Document section =
=== Section Start ===

New Otago University research reveals that New Zealand’s construction workers are more than two times more likely to die by suicide than the rest of the workforce, but one group has achieved global recognition in trying to turn things around
While construction workers make up about 9.5% of all workers, the study found that between 17.3% (2010/11) and 29.7% (2018/2019) of those who died by suicide in New Zealand were employed in the sector. As there are still open cases with coroners for the years 2017-2019, the numbers are likely to be even higher.
The research has been commissioned by suicide prevention and support program MATES in Construction (MATES) and funded by the Building Research Levy.
“These research findings show it’s more important than ever that we increase our focus on mental health in the workplace. We know that for the predominantly male construction workforce, this isn’t a group that is likely to proactively seek help or reach out to offer it,” McArthur says.
Academic Director of MATES, Dr Chris Bowden says that, “this important piece of New Zealand research gives us a better idea of who is most vulnerable, experiencing situational distress and in need of more support. There needs to be greater funding set aside for data-driven targeted workplace-based suicide prevention initiatives that are industry-led”.
Another new study has shown that MATES’ General Awareness Training significantly improved construction workers’ confidence in noticing others’ distress as well as their competence in encouraging co-workers to seek support.
These two new studies are part of BRANZ’s wider research into mental health and wellbeing in the construction industry. “We aim to gain a better picture of some of the factors that affect the mental health of the building and construction workforce,” BRANZ’s General Manager Research Dr Chris Litten says.
“The more we know about these stress factors, the better the industry can address the root causes and work with providers like MATES in Construction on developing tailored support programmes.
“It’s also great to see that co-workers are more aware of the issue and looking out for their mates – that’s going to be a good thing.”
MATES also featured as an example of world’s best practice in suicide prevention in a recent World Health Organisation (WHO) publication.

=== Section End ===

Saved data entries =
=== Section Start ===

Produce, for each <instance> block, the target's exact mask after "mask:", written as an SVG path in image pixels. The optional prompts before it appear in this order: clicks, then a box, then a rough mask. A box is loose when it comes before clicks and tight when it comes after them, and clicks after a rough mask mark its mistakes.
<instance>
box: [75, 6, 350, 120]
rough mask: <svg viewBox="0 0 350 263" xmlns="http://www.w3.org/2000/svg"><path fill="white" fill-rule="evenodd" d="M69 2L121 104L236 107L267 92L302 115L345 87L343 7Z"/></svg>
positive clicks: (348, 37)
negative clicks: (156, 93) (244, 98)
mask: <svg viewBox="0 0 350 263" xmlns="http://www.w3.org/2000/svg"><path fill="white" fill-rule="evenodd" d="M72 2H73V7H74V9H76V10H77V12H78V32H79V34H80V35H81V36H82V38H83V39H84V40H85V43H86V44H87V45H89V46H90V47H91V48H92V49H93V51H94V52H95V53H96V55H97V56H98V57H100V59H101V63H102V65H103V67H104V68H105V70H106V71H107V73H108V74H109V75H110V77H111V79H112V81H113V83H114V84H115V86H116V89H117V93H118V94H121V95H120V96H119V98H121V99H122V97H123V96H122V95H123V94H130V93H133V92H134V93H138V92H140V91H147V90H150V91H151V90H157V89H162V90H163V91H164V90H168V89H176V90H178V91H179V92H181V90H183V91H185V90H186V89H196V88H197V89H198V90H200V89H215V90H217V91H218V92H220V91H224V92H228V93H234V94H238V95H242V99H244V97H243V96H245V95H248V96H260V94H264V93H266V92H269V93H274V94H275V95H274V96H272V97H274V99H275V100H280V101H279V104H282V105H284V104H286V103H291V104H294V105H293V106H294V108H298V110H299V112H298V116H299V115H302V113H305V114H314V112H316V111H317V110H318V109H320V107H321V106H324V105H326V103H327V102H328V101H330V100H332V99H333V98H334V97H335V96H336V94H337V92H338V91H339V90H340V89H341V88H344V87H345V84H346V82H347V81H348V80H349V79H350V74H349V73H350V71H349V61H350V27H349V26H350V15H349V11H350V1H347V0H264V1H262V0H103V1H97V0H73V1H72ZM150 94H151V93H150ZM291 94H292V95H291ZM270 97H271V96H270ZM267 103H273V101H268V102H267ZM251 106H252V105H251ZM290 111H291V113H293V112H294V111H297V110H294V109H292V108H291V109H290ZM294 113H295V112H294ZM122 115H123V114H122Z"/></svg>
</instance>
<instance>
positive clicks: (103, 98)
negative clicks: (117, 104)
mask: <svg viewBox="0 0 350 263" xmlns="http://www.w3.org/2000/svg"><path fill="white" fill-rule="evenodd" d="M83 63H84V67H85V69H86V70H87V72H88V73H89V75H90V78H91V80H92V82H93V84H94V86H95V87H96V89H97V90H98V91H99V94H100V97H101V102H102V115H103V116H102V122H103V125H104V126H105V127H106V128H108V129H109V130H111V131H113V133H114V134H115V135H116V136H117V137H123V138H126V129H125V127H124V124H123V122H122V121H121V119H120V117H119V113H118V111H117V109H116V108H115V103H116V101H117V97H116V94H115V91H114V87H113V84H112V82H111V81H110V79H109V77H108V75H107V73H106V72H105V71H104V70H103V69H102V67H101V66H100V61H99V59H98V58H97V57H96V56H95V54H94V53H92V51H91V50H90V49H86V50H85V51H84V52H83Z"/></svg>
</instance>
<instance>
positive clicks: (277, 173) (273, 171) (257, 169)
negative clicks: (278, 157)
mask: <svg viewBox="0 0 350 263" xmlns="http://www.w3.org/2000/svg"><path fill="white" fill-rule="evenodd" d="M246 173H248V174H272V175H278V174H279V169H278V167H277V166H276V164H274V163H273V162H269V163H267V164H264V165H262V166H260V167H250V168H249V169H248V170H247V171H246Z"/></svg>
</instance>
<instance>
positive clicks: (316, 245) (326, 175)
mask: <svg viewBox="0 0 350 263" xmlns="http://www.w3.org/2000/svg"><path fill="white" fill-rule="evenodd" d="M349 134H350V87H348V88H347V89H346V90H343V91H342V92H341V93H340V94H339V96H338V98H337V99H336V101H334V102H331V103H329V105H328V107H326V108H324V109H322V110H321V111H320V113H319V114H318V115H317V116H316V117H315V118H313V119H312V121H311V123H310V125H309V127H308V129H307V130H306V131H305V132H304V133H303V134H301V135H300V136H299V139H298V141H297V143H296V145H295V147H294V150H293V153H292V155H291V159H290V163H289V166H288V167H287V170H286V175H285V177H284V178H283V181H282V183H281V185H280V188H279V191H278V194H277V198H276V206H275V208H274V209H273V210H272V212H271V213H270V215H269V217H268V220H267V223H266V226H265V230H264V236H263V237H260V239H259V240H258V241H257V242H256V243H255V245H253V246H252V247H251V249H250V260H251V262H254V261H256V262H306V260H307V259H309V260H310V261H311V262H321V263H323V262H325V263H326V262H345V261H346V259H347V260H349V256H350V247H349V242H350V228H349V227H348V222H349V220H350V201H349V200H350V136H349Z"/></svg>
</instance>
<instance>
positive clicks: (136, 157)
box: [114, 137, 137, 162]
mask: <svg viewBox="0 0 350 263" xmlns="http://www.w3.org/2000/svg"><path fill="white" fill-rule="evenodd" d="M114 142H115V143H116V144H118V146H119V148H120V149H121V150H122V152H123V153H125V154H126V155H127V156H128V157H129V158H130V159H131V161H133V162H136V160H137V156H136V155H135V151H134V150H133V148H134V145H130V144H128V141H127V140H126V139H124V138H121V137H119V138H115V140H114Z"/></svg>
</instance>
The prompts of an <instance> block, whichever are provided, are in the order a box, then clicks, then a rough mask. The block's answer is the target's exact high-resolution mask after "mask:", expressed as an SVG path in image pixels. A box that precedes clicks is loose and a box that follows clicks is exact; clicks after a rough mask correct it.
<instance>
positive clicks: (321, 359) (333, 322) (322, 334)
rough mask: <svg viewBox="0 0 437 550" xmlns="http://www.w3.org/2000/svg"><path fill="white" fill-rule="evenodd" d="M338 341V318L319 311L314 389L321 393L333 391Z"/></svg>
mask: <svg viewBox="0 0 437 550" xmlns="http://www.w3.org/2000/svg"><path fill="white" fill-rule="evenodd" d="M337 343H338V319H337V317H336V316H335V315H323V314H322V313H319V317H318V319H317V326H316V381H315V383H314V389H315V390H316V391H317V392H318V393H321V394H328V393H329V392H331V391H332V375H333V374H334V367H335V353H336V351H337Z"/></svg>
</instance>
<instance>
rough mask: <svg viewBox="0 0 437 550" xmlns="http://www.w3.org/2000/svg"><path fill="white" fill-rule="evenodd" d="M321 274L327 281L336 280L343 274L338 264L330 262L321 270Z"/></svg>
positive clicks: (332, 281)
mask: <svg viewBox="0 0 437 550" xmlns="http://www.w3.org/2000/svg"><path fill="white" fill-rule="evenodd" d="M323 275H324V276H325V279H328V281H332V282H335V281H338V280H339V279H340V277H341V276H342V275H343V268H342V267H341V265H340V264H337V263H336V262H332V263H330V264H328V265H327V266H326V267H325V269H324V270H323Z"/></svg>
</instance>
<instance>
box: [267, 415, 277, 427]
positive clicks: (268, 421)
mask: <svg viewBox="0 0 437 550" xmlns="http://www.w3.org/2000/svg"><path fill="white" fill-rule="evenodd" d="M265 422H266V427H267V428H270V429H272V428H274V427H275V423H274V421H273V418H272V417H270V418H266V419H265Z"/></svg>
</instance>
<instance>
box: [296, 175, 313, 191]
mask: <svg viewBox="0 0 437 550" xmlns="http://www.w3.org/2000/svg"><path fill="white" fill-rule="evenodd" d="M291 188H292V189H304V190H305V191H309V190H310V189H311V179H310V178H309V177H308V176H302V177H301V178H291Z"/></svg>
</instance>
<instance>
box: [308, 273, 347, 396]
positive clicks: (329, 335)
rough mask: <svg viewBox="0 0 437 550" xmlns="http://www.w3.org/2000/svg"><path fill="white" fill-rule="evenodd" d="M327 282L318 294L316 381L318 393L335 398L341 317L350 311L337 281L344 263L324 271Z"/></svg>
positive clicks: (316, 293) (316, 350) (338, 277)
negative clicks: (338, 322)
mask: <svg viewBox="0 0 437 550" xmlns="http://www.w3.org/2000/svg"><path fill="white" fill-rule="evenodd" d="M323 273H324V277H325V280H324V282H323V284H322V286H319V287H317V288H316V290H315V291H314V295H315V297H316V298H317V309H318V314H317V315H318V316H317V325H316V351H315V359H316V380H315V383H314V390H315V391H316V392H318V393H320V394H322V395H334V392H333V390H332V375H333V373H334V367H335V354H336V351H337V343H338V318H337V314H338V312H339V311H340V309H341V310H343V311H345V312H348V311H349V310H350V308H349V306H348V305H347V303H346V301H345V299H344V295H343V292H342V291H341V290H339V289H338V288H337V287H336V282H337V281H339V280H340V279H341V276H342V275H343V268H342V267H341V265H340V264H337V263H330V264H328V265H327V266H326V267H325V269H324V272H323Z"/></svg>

=== Section End ===

Exercise tasks =
a: According to the article on construction worker suicide, what funded the research that MATES in Construction commissioned?
b: Reproduce the part of the article on construction worker suicide that begins at the words "New Otago University" and stops after "Building Research Levy.".

Results for each task =
a: The Building Research Levy.

b:
New Otago University research reveals that New Zealand’s construction workers are more than two times more likely to die by suicide than the rest of the workforce, but one group has achieved global recognition in trying to turn things around
While construction workers make up about 9.5% of all workers, the study found that between 17.3% (2010/11) and 29.7% (2018/2019) of those who died by suicide in New Zealand were employed in the sector. As there are still open cases with coroners for the years 2017-2019, the numbers are likely to be even higher.
The research has been commissioned by suicide prevention and support program MATES in Construction (MATES) and funded by the Building Research Levy.